EXERCISE PROMPT:
The lines needed are those from the start of the records through the line holding "Step 1: Look at the image. Step 2: Identify every front", each copied exactly.

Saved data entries
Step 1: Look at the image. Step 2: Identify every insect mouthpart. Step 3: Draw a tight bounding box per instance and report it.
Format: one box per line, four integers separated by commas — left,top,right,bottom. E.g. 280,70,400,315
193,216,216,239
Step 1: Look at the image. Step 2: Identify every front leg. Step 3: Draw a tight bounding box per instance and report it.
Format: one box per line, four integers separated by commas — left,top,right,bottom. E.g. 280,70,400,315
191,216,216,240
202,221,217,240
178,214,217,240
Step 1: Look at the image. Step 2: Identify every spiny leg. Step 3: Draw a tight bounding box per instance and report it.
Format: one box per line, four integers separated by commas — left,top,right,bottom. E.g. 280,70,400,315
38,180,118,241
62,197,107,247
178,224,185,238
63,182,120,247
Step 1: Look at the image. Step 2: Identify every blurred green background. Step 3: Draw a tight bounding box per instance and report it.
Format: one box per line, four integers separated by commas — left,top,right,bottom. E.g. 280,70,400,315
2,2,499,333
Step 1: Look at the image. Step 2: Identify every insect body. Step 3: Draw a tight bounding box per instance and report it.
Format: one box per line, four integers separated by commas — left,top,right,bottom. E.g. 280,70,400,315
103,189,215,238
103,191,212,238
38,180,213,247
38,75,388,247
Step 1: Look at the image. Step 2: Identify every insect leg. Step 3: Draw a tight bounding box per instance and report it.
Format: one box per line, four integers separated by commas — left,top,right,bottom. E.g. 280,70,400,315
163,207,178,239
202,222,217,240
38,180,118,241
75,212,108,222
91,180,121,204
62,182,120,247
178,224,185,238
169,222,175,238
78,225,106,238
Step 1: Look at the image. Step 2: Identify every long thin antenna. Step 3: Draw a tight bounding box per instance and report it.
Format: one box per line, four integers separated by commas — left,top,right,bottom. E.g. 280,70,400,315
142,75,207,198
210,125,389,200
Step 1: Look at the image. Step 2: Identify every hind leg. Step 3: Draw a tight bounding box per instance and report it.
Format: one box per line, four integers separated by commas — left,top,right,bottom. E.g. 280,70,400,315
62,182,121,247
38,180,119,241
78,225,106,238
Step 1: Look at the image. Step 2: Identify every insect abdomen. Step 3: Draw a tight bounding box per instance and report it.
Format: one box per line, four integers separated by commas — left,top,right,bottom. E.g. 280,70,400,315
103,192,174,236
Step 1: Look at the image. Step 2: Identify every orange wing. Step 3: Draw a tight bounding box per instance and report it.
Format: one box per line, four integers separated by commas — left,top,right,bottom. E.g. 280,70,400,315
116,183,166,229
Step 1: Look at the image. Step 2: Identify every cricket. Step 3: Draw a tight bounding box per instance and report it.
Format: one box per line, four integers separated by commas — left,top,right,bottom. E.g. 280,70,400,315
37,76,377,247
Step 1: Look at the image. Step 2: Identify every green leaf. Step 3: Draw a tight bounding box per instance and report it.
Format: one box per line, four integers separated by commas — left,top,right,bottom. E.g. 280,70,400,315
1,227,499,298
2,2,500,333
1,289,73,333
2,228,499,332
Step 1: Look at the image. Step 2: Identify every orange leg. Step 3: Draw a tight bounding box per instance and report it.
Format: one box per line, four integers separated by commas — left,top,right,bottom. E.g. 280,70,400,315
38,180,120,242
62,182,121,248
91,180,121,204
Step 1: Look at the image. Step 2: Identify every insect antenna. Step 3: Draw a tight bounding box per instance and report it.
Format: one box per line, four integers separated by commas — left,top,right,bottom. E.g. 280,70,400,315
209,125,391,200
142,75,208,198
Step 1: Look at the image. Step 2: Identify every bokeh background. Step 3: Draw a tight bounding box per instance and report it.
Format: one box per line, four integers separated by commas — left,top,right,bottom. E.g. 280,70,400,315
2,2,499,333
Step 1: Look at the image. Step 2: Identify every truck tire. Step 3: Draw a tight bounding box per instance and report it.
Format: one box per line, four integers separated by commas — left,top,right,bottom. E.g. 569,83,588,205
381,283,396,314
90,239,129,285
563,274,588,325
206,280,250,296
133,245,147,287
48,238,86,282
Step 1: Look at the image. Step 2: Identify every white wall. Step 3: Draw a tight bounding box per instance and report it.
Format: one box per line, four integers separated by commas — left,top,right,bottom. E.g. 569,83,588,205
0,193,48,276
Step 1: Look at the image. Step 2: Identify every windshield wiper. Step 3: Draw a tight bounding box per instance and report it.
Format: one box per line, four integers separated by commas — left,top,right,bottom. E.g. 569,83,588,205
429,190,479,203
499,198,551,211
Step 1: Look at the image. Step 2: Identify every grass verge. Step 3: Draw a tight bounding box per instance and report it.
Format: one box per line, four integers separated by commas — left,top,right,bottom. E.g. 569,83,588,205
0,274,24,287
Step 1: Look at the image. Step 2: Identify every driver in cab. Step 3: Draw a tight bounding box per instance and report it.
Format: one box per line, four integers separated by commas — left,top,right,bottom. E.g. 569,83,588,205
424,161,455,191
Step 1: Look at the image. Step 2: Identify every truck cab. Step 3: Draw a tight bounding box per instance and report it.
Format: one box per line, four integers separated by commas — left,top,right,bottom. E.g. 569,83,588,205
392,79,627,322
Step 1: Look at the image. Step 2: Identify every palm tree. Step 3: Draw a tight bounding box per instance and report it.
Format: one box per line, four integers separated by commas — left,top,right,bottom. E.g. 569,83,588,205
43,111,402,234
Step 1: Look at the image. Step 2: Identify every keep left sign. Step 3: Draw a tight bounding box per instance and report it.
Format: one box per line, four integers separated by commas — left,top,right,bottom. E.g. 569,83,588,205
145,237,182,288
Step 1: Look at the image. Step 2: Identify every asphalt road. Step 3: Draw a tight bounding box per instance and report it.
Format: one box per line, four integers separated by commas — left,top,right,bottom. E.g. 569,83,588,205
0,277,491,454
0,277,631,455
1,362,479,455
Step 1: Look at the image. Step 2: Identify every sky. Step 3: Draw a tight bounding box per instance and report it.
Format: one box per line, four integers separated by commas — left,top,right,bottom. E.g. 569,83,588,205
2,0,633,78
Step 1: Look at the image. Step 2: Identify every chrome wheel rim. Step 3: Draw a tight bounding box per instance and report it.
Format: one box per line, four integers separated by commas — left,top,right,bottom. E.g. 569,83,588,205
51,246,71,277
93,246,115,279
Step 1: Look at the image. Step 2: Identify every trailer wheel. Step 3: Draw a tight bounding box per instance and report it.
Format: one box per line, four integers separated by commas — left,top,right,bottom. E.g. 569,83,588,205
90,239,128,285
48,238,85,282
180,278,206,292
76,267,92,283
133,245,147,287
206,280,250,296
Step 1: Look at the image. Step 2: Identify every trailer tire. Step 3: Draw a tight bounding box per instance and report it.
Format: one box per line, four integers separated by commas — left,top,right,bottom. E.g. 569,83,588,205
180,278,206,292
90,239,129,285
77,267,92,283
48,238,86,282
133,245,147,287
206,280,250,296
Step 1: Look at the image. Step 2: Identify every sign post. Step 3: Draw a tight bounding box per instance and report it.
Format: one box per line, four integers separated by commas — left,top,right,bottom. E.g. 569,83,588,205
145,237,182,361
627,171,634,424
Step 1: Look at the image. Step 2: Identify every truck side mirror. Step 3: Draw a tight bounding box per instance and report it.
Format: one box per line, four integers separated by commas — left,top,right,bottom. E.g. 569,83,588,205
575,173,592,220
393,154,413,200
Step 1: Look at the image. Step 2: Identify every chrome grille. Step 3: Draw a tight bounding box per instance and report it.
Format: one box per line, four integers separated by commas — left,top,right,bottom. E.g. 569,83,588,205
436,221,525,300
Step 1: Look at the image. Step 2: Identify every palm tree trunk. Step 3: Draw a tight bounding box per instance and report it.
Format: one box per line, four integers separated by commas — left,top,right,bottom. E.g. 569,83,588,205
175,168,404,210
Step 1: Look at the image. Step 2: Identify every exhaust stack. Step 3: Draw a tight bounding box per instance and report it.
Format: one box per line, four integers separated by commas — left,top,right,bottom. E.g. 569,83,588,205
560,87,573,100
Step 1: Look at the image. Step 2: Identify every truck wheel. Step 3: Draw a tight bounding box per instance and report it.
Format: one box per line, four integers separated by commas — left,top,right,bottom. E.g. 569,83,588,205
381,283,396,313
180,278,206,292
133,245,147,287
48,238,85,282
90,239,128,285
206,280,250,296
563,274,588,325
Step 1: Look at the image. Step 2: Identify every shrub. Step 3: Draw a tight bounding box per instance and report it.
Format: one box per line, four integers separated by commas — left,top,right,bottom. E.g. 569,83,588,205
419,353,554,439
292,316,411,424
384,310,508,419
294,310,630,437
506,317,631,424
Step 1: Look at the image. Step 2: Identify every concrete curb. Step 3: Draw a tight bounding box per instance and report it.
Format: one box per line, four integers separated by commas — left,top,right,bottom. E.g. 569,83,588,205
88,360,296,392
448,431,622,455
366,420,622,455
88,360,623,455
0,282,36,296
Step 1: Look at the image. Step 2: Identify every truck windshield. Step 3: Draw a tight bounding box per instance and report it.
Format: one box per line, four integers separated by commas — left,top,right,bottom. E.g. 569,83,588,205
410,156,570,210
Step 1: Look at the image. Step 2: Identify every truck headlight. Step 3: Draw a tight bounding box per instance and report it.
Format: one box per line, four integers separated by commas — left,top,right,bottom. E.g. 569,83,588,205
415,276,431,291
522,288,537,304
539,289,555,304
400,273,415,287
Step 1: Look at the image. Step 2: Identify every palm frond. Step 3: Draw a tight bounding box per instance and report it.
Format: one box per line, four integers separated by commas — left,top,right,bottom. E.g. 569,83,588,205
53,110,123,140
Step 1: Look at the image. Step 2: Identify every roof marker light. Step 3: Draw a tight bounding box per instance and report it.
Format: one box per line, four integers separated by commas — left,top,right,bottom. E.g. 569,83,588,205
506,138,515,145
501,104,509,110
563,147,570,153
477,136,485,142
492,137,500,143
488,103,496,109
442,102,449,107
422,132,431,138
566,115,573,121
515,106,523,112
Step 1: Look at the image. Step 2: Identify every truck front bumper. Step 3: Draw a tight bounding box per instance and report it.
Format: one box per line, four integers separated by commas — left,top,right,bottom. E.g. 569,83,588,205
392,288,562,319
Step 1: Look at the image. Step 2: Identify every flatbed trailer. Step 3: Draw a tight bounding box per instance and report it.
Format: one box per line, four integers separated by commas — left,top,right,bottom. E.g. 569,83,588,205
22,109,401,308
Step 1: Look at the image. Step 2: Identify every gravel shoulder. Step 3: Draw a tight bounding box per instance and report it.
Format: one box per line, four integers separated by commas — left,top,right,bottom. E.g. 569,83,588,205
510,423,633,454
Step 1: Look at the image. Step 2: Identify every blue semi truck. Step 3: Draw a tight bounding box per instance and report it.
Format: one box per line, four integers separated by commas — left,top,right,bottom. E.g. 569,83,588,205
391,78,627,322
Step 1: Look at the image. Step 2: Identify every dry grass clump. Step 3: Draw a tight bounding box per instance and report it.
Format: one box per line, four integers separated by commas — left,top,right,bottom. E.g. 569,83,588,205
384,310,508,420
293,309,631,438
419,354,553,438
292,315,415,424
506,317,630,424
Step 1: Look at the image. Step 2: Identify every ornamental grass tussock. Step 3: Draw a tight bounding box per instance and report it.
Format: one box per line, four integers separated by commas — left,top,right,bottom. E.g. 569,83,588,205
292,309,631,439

SOLUTION BELOW:
Step 1: Look at the image. Step 2: Identify every insect mouthpart. Step 3: Draw a tight bounding box per instance and report it.
Format: one box per line, four integers separated by commas — left,top,right,bottom. E.g. 280,70,400,315
193,216,216,239
Step 1: Look at the image. Step 2: Identify every front leg. Step 3: Draw a tight bounding box per instance and report it.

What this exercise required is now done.